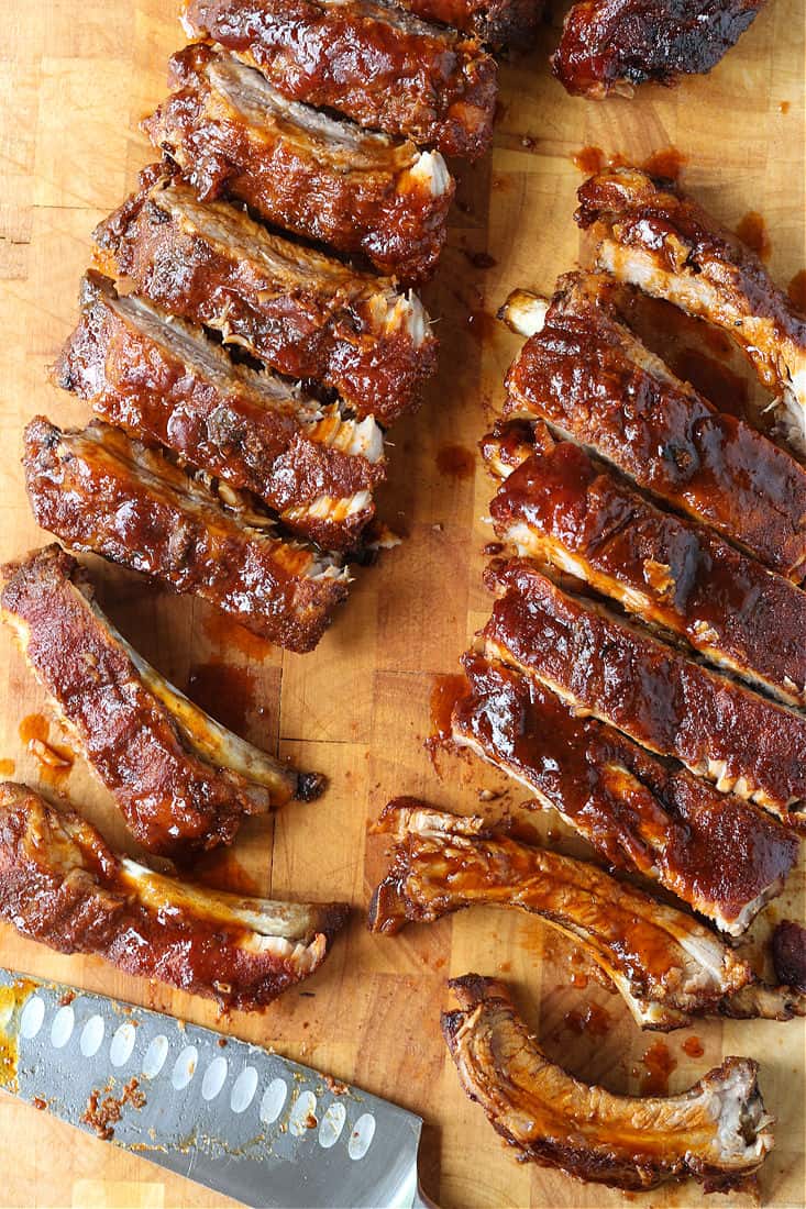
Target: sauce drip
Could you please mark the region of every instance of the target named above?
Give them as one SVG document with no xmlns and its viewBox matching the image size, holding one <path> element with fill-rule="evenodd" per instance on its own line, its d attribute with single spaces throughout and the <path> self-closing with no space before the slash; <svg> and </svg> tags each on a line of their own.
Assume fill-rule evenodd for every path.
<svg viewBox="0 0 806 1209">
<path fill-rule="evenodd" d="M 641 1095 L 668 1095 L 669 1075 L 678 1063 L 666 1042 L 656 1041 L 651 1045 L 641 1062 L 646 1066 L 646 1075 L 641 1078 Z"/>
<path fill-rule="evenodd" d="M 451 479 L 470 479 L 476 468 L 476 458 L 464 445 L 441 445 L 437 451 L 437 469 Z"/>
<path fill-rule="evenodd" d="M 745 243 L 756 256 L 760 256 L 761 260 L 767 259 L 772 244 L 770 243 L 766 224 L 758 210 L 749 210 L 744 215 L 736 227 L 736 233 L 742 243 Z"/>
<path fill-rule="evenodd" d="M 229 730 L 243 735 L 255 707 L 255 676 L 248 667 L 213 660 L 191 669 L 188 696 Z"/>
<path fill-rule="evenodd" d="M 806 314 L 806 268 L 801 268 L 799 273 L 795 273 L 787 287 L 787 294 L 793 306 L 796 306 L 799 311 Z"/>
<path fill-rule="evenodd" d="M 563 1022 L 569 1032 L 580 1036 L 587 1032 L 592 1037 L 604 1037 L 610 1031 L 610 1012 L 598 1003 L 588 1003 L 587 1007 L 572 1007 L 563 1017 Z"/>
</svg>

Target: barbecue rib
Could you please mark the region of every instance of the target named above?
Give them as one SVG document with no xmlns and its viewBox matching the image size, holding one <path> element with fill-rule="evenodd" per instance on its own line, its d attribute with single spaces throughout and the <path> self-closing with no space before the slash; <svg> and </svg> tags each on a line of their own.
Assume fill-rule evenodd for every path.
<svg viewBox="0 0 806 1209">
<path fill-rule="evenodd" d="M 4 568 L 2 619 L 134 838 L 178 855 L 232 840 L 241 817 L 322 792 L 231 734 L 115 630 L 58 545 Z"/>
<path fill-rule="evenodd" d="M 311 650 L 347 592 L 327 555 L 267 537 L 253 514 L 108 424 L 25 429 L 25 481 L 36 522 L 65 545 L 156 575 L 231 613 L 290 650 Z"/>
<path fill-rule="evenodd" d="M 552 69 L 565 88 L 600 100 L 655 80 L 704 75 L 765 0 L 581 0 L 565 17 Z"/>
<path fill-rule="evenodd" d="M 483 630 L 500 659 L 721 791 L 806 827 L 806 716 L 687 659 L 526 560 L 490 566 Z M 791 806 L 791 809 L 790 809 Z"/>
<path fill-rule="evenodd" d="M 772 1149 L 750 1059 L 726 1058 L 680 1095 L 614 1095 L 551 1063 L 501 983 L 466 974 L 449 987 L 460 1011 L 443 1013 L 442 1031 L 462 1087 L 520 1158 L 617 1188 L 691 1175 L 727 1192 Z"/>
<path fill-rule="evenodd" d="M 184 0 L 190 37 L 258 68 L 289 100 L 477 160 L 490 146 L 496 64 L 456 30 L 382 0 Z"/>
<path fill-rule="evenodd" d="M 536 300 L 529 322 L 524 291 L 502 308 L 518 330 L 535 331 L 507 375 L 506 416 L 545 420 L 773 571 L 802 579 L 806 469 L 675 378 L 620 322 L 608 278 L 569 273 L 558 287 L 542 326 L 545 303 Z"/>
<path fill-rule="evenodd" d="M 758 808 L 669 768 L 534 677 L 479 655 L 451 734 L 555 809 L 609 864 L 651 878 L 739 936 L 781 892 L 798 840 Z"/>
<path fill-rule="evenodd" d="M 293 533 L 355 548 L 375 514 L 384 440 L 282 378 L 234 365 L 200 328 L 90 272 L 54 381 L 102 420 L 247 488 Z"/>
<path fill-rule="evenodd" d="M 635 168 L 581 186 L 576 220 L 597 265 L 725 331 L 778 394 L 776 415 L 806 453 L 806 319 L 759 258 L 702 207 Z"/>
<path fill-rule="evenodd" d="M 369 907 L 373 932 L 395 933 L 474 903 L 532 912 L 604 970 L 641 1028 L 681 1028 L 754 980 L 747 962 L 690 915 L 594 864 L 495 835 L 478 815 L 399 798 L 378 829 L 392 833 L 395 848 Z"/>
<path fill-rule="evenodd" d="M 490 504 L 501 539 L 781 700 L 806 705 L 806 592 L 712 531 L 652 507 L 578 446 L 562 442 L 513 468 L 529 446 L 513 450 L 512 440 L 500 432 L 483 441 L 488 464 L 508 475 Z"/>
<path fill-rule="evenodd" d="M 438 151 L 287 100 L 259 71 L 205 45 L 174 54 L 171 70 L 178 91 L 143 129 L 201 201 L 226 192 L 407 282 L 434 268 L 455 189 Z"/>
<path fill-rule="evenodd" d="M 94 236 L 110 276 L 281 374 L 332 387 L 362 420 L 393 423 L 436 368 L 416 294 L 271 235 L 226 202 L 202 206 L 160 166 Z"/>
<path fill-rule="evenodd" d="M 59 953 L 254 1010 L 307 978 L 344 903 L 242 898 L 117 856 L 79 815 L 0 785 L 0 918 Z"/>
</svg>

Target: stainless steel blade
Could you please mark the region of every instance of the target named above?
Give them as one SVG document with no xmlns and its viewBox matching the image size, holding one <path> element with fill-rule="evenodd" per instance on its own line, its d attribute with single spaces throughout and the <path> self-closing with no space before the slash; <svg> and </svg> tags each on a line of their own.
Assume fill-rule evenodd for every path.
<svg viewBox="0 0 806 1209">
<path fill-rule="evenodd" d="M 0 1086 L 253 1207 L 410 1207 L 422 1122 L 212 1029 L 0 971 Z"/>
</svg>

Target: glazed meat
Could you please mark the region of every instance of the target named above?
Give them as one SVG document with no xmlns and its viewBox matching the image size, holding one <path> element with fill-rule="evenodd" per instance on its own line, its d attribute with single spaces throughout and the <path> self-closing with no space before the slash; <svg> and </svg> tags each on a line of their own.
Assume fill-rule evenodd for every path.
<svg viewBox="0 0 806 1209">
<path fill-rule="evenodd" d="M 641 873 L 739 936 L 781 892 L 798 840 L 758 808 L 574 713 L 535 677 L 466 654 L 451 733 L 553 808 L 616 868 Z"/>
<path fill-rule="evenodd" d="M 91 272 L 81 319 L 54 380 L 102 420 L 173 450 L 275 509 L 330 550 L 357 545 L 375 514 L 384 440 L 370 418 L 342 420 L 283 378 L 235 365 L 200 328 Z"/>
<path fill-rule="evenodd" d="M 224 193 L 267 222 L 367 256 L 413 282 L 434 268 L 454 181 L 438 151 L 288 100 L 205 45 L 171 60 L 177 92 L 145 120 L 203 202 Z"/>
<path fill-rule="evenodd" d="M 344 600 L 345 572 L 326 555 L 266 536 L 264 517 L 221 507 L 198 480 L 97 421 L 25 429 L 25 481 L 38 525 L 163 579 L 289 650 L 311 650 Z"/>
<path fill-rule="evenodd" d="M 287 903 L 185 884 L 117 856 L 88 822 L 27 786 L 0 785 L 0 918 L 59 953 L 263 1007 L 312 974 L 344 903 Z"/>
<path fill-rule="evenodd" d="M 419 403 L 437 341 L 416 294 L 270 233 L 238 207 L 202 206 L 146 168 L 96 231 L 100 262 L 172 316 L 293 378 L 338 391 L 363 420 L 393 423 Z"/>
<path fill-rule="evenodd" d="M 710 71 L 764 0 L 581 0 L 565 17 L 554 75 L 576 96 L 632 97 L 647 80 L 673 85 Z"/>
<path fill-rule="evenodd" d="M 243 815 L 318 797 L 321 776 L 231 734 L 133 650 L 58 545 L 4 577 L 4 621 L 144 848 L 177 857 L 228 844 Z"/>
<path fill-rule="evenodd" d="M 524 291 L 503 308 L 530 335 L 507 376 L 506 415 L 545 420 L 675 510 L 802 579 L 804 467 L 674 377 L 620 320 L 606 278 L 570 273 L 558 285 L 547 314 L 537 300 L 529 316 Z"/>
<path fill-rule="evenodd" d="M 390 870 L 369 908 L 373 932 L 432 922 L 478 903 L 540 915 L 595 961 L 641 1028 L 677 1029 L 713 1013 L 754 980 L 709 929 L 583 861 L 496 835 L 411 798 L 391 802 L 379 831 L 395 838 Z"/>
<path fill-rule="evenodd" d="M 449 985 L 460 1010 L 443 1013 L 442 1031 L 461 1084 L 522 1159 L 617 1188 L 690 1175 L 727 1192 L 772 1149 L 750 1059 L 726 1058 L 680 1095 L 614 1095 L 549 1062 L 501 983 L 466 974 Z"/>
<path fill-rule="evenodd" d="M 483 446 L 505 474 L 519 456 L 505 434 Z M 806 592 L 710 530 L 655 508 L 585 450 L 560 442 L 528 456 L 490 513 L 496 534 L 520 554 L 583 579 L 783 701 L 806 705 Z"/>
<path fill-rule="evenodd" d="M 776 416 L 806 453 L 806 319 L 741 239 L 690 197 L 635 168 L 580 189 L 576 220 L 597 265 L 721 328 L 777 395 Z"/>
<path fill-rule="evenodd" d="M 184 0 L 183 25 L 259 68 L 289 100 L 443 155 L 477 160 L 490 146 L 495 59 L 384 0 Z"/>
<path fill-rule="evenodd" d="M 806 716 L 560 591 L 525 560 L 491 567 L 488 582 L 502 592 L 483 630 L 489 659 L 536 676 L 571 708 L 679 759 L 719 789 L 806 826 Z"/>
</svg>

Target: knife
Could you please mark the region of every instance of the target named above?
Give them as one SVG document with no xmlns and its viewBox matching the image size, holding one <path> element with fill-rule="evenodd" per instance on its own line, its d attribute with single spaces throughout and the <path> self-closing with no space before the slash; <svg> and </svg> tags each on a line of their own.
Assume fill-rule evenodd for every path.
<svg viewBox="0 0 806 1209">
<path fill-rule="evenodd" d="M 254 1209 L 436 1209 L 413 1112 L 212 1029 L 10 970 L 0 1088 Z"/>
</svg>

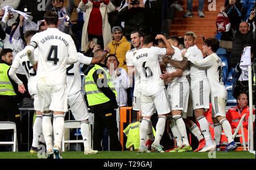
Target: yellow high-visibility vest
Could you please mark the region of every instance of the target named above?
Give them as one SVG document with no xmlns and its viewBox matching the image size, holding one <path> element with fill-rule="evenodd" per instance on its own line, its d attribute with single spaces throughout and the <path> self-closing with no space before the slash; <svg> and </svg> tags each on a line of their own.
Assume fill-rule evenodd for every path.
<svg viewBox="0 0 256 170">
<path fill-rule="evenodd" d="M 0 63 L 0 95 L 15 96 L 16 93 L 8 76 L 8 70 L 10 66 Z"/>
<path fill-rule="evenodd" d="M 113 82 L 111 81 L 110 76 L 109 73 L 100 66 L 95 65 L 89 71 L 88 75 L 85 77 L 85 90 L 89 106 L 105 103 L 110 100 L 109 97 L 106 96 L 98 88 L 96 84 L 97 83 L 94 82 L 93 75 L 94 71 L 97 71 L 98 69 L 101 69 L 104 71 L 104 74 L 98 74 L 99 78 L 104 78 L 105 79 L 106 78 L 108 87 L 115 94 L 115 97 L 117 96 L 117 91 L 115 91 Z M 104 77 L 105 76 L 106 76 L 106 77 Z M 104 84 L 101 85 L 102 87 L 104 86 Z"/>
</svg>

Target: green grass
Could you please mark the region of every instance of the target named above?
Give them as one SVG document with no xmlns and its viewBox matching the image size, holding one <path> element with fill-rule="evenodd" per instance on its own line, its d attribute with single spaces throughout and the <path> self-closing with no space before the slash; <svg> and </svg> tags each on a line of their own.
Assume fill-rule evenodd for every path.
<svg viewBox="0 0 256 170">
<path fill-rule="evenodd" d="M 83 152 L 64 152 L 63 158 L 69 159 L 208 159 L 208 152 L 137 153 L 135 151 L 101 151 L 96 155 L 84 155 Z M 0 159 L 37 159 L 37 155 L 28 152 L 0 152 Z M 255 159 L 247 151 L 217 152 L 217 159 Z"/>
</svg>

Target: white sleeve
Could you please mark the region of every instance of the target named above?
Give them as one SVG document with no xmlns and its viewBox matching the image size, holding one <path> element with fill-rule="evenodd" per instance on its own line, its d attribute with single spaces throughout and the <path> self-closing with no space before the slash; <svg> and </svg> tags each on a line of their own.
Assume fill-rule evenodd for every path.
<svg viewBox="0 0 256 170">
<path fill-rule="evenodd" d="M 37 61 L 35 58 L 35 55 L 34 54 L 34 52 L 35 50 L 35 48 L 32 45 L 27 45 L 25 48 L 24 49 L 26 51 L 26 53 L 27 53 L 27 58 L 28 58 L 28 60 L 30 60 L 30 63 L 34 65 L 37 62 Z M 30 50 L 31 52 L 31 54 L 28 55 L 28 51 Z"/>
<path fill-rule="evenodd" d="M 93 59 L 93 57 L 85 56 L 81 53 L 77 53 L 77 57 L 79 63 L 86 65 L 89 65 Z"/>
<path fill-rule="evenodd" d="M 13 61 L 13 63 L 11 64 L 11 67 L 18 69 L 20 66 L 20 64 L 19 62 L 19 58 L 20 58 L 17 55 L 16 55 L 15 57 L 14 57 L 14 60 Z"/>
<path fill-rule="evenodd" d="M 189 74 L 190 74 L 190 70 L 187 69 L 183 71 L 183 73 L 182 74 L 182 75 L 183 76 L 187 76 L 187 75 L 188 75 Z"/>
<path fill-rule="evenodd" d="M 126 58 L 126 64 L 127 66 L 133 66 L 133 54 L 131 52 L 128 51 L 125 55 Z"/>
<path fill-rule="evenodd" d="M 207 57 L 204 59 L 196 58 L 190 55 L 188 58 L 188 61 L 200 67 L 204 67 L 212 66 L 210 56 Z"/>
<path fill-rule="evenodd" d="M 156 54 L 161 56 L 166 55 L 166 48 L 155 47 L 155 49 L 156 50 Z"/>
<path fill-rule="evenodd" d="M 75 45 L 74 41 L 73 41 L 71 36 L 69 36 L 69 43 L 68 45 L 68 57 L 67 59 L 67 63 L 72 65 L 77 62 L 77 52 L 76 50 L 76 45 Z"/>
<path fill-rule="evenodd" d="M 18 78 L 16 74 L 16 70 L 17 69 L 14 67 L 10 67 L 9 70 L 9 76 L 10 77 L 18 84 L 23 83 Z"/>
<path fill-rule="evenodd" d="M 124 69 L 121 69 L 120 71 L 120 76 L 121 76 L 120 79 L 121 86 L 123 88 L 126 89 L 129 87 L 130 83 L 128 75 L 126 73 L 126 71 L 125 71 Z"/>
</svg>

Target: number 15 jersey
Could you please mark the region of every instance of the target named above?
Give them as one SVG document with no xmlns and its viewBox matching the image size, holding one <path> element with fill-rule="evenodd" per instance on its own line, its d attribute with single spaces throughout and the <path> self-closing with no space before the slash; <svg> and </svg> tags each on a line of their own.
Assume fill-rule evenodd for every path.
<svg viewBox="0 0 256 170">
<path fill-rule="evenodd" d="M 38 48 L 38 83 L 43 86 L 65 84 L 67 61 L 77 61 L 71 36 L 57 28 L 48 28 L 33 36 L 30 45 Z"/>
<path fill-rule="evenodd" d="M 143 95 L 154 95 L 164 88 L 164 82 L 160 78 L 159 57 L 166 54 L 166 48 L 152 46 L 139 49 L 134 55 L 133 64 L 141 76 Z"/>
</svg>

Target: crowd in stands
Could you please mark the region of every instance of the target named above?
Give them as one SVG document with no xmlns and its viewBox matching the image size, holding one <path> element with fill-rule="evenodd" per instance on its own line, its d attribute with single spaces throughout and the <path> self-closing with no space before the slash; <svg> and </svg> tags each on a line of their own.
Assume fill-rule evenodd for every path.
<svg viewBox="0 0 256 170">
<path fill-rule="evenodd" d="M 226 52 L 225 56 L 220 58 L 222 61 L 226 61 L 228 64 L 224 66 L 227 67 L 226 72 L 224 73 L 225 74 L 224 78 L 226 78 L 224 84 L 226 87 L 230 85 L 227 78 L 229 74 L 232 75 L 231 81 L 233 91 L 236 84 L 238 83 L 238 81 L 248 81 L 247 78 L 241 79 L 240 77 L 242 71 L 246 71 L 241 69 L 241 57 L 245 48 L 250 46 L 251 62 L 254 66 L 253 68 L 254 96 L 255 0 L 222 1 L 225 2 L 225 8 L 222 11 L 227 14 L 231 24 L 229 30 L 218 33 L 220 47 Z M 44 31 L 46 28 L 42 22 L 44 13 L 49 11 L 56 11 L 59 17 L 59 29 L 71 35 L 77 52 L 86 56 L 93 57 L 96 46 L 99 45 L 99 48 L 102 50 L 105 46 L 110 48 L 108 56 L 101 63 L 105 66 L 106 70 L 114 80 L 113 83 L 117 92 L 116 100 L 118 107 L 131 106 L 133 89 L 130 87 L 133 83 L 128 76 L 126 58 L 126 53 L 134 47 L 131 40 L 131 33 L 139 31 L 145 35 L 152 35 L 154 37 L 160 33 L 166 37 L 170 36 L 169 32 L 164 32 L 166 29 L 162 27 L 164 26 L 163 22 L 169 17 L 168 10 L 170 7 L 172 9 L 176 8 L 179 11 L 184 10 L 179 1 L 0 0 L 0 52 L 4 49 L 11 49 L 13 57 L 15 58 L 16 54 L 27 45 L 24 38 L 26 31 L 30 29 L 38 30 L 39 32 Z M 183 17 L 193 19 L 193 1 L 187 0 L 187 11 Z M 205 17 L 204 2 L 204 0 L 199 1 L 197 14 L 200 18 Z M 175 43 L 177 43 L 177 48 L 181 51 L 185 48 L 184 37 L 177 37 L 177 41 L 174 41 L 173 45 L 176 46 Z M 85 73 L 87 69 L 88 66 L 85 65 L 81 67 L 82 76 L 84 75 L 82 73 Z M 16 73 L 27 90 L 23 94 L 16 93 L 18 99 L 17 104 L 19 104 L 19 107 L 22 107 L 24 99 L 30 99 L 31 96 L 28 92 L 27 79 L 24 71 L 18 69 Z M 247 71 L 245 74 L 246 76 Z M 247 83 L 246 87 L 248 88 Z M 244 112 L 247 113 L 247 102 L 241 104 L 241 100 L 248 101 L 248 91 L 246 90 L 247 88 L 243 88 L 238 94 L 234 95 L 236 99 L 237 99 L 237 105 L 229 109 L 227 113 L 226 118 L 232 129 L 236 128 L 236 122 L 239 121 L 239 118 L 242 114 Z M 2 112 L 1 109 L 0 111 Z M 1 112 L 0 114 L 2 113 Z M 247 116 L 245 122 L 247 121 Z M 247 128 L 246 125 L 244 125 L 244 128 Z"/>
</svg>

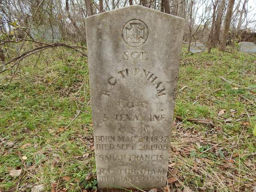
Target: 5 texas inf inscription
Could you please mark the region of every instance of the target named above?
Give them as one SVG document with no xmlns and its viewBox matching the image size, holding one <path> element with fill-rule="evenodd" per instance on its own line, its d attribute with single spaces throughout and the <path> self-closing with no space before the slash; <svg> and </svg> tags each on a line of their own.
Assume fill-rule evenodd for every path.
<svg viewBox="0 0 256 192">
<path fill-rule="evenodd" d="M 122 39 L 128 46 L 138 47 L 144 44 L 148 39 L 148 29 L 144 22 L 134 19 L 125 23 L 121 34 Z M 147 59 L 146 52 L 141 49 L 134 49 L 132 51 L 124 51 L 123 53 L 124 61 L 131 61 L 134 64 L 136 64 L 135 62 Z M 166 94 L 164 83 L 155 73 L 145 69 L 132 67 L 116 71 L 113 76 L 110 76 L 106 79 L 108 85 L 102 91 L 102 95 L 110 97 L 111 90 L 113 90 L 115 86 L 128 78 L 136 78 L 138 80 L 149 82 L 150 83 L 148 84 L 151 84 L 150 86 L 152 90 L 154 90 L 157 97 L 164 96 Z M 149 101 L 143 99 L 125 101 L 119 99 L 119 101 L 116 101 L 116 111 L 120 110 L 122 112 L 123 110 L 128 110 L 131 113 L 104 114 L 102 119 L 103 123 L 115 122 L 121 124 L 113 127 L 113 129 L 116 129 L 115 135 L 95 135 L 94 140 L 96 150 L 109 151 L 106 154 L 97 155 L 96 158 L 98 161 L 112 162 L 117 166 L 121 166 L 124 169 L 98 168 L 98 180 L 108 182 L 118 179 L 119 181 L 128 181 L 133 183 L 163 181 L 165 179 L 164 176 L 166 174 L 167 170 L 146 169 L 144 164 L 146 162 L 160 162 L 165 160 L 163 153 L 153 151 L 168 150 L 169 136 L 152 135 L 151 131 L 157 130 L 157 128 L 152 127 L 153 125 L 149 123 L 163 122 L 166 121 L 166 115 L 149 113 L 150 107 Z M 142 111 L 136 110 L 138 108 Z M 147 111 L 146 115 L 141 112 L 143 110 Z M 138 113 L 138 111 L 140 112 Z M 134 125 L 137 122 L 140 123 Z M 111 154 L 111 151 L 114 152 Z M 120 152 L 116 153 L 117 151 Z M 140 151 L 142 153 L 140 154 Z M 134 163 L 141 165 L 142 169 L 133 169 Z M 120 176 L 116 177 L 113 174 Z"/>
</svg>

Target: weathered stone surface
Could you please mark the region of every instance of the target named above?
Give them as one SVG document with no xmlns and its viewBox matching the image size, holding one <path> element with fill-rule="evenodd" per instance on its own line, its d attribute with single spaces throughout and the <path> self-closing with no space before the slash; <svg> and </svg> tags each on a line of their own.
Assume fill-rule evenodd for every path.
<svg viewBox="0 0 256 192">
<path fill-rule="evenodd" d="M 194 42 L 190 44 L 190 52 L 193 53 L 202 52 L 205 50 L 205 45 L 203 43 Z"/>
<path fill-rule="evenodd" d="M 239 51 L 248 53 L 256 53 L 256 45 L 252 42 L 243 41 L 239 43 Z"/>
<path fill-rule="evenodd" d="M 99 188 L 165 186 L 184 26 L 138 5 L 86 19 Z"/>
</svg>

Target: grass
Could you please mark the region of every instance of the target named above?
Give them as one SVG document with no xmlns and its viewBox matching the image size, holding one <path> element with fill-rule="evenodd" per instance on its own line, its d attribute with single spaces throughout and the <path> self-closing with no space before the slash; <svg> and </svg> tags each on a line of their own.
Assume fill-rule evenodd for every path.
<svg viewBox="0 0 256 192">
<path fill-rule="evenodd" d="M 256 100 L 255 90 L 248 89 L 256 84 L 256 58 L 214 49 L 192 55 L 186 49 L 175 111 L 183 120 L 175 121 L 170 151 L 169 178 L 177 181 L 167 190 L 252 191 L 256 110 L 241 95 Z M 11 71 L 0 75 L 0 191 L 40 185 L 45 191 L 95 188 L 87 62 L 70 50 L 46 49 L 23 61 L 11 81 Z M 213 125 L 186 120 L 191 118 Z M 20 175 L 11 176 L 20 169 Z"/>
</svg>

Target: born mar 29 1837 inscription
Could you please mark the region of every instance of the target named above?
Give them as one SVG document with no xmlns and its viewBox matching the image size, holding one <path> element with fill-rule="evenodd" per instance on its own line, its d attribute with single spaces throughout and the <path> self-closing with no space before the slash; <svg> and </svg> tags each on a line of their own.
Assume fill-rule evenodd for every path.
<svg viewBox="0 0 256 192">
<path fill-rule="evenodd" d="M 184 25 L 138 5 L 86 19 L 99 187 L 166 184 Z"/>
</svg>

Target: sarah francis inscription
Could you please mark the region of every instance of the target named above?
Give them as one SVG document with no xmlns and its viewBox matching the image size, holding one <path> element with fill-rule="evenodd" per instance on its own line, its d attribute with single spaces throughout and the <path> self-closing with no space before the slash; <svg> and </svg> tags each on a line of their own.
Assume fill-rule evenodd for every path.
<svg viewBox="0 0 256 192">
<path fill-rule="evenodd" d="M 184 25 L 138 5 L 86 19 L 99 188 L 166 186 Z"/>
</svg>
+-------+
__Task requirements__
Quote the lines word for word, beginning at the line that contains "Target: white sleeve" and stopping after the line that contains "37 61 L 35 58".

__Correct answer__
Target: white sleeve
Could you please mark the region of every instance of the target named above?
Give them as one SVG document with no xmlns and its viewBox matching the image size, holding one <path> element with fill-rule="evenodd" per instance on its own line, its d attribute with single spaces throughout and the <path> self-closing with no space before the slash; <svg> and </svg> tags each on a line of their own.
Assume fill-rule evenodd for every path.
<svg viewBox="0 0 256 170">
<path fill-rule="evenodd" d="M 37 61 L 35 58 L 35 55 L 34 54 L 34 52 L 35 50 L 35 48 L 32 45 L 27 45 L 25 48 L 24 49 L 26 51 L 26 53 L 27 53 L 27 58 L 28 58 L 28 60 L 30 60 L 30 63 L 34 65 L 37 62 Z M 30 50 L 31 52 L 31 54 L 28 55 L 28 51 Z"/>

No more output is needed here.